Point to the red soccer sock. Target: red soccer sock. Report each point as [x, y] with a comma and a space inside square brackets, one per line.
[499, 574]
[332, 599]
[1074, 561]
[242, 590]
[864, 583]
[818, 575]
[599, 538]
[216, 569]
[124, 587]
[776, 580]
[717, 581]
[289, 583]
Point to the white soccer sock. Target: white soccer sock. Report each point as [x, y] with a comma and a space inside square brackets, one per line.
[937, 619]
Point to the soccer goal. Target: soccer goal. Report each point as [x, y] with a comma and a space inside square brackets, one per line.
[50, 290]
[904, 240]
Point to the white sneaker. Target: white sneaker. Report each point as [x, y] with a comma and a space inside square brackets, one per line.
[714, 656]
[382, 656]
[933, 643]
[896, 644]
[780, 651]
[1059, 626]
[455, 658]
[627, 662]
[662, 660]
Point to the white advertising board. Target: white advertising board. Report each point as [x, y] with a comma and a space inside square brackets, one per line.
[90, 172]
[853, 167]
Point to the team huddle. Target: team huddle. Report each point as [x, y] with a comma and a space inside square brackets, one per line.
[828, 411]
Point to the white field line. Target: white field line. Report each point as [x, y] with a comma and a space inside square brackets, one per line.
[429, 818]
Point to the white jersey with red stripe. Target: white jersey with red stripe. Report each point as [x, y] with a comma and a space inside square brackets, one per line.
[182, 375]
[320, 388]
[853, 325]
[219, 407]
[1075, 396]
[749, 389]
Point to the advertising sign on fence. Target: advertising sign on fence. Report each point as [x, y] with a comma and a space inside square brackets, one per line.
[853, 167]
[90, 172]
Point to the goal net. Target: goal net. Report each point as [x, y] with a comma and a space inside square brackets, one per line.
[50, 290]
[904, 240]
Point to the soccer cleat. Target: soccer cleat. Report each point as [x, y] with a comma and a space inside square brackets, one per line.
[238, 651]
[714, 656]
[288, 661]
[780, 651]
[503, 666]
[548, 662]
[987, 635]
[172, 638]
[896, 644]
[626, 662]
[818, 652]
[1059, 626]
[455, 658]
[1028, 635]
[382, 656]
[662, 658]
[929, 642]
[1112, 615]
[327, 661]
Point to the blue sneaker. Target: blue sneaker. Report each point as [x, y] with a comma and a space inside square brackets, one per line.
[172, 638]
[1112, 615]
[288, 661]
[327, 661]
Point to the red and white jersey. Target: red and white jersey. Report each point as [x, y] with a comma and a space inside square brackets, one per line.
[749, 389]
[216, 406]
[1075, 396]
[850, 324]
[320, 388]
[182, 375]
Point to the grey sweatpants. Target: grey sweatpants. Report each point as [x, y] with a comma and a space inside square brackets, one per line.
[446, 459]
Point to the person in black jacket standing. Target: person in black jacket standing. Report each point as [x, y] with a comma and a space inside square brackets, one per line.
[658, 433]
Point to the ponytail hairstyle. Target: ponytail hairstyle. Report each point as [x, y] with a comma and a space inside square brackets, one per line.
++++++++++
SET TASK:
Give again the lines from the line holding "Point to the goal" through the close of the listing, both included, exactly as written and with nothing else.

OUTPUT:
Point to the goal net. Target: goal net. Report each point as [x, y] with a comma and a space inside square brackets, one per line.
[50, 290]
[904, 240]
Point to the soccer cleat. Target: soccer cleat. Report each point as [x, y] with a comma and a space inside square brackets, one per line.
[238, 651]
[714, 656]
[288, 661]
[780, 651]
[503, 666]
[548, 662]
[987, 635]
[172, 638]
[896, 644]
[626, 662]
[818, 652]
[1059, 626]
[455, 658]
[1028, 635]
[382, 656]
[662, 658]
[929, 642]
[1112, 615]
[327, 661]
Point to the blue sneaker. Target: blue sneaker. Report each point as [x, y] with a comma and a space inside square brackets, one per line.
[172, 638]
[1112, 615]
[288, 661]
[327, 661]
Point to the red and white jersey. Target: red and white jersey. Report each point as [x, y] with a comma and a space inside square brackets, one per line.
[749, 389]
[216, 406]
[1075, 396]
[850, 324]
[320, 388]
[182, 375]
Point to the grey sweatpants. Target: grey sweatpants. Report each point as [x, y] with a comma and a space inside square brackets, one per line.
[446, 459]
Point to the person in black jacket standing. Target: person in black jacket standing. Report each point as [x, y] with a comma and a space inside square brackets, one per line.
[658, 433]
Point to the ponytail hairstyle. Target: ponytail hairstyle. Report each point as [x, y] with a comma and a space inside square brackets, one per line.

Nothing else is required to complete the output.